__Goal__:
Convert the portion of the entries below that opens with the line containing "Could you kindly indicate each instance of the man" and closes with the last line of the entries into a Markdown table. Use two columns headed Row and Line, number each line in order, and omit any blank lines.

__Dataset records__:
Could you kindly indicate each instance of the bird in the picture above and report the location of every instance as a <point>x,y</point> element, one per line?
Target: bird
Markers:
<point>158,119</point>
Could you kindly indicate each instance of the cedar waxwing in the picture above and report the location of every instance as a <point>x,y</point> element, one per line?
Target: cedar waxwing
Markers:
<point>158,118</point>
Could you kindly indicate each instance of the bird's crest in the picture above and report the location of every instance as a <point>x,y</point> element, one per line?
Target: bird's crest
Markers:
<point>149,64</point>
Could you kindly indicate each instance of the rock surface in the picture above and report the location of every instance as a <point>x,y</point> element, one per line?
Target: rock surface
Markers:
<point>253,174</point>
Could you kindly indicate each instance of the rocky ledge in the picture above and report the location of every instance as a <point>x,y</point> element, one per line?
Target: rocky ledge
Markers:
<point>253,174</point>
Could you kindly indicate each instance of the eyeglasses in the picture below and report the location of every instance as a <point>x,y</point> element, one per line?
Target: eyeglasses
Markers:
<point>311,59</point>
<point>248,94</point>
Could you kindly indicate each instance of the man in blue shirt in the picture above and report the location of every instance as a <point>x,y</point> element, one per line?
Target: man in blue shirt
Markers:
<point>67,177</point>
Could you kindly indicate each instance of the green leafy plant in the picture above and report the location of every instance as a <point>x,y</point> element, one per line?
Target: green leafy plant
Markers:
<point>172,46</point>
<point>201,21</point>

__Right answer__:
| Row | Line |
|---|---|
| 1 | Could you kindly indicate each instance of the man in blue shirt in the picture above and report the location of every instance as a <point>x,y</point> element, one per line? |
| 2 | Target: man in blue shirt |
| 3 | Markers: |
| 4 | <point>67,177</point> |
| 5 | Could you kindly indicate each instance of the green leafy plant in the picture above and report the location of every instance as a <point>x,y</point> element, one per line? |
| 6 | Target: green leafy plant |
| 7 | Markers: |
| 8 | <point>172,46</point> |
| 9 | <point>201,21</point> |